**EXERCISE DESCRIPTION:**
Please give back, word for word, each line from the start of the entries through the one in which "Target = flag" is found.

**ENTRIES SUPPLIED:**
------------------------------------------------
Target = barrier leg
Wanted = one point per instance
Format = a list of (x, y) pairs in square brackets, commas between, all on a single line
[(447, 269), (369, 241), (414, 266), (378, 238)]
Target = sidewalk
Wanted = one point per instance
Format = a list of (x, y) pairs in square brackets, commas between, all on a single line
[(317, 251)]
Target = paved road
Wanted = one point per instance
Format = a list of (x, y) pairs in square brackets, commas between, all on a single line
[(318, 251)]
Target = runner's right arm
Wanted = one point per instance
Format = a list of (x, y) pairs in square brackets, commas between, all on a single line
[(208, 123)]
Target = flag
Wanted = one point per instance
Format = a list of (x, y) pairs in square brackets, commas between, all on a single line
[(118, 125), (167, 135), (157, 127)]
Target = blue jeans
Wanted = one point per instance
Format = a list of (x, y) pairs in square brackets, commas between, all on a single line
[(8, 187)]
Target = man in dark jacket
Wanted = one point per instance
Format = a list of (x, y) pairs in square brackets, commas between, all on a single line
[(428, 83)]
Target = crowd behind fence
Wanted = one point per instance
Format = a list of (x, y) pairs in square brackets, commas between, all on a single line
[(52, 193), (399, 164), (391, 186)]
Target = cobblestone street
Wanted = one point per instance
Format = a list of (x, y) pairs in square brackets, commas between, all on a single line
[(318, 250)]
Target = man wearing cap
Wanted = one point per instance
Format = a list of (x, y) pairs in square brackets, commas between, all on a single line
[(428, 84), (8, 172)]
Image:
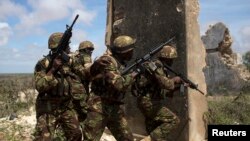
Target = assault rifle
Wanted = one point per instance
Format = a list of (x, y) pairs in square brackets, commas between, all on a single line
[(63, 45), (146, 57), (192, 85)]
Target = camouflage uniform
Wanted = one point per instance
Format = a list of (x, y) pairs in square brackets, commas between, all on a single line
[(82, 65), (54, 105), (152, 86), (107, 92)]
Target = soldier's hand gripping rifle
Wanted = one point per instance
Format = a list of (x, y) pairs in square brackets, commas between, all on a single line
[(63, 45), (146, 57), (192, 85)]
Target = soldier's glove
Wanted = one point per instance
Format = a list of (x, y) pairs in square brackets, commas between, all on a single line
[(57, 63), (98, 66), (150, 67), (177, 80)]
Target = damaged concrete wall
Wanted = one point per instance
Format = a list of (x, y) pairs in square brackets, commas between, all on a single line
[(223, 73), (152, 23)]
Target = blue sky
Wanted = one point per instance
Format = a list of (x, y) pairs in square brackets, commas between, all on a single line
[(25, 26)]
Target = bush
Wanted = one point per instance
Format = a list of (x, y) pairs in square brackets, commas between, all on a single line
[(246, 59), (11, 84)]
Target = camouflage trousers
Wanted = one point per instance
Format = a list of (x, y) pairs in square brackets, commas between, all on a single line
[(159, 120), (47, 123), (104, 114)]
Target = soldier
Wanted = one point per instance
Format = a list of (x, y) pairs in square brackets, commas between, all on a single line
[(107, 93), (85, 51), (57, 88), (151, 86), (82, 64)]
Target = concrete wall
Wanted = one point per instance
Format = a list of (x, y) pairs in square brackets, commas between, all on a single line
[(153, 22)]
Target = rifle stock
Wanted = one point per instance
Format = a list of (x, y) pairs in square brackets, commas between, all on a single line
[(63, 44), (185, 79), (146, 57)]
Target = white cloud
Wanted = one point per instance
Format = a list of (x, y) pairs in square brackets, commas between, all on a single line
[(10, 8), (78, 36), (245, 36), (5, 32), (85, 16), (45, 11)]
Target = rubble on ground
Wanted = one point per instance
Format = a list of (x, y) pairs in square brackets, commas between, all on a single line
[(224, 70)]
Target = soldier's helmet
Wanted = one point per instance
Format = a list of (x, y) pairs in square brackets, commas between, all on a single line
[(168, 52), (85, 45), (123, 44), (54, 40)]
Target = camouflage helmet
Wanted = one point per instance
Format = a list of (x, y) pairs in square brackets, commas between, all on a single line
[(168, 52), (86, 44), (54, 40), (123, 44)]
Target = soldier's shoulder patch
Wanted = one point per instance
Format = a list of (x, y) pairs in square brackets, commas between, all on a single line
[(158, 63), (87, 60), (110, 59), (44, 62)]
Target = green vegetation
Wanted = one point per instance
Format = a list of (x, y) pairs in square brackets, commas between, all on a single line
[(229, 109), (246, 59), (10, 86)]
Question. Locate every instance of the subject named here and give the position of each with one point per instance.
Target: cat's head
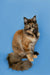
(31, 26)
------------------------------------------------
**TASK ANSWER:**
Target = barrier leg
Wanted = one point per instance
Format = a list of (x, y) pairs in square brackets, commas between, all on a single line
[(447, 269), (369, 241), (414, 266), (378, 238)]
Target = sidewalk
Wanted = one point per instance
Format = a list of (x, y) pairs in square brackets, commas between, all on a single line
[(317, 251)]
Target = paved road
Wanted = one point per instance
Format = a list of (x, y) pairs in square brackets, commas between, all on a single line
[(318, 251)]
Target = runner's right arm
Wanted = one point per instance
Format = a list of (x, y) pairs in square brackets, commas between, all on a single line
[(208, 123)]
Target = flag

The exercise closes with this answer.